■ Text shown ■
## Begin
Abbott: I say Who’s on first, What’s on second, I Don’t Know’s on third.

Costello: Are you the manager?

Abbott: Yes.

Costello: You gonna be the coach too?

Abbott: Yes.

Costello: And you don’t know the fellows’ names?

Abbott: Well I should.

Costello: Well then who’s on first?

Abbott: Yes.

Costello: I mean the fellow’s name.

Abbott: Who.

Costello: The guy on first.

Abbott: Who.

Costello: The first baseman.

Abbott: Who.

Costello: The guy playing…

Abbott: Who is on first!

Costello: I’m asking YOU who’s on first.

Abbott: That’s the man’s name.

Costello: That’s who’s name?

Abbott: Yes.

Costello: Well go ahead and tell me.

Abbott: That’s it.

Costello: That’s who?

Abbott: Yes.

If you’re reading this there’s a good chance you’re familiar with the Abbott and Costello routine Who’s on First. If not you should do yourself a favor and go watch it now. The full script is available here. The crux of the bit is that the ball players have “weird” names: who, what, I dont know, etc. The straight man - Abbott - keeps trying to tell the players names to his bumbling partner - Costello - who keeps trying to ask what they are. Ultimately the confusion comes from the fact that Abbott and Costello are using the same symbol - for example who - to refer to two different concepts. If that reminds you of non-standard evaluation in R and tidyeval then you’ve come to the right place!
## End
■ Task instructions ■
Reproduce verbatim the portion of the "Who's on First" text running from "Costello: The guy playing…" up to and including "and tell me.".

■ Material provided ■
## Begin
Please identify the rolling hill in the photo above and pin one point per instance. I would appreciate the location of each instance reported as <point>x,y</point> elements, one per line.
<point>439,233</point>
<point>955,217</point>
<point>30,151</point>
## End
■ Solution for this exercise ■
Costello: The guy playing…

Abbott: Who is on first!

Costello: I’m asking YOU who’s on first.

Abbott: That’s the man’s name.

Costello: That’s who’s name?

Abbott: Yes.

Costello: Well go ahead and tell me.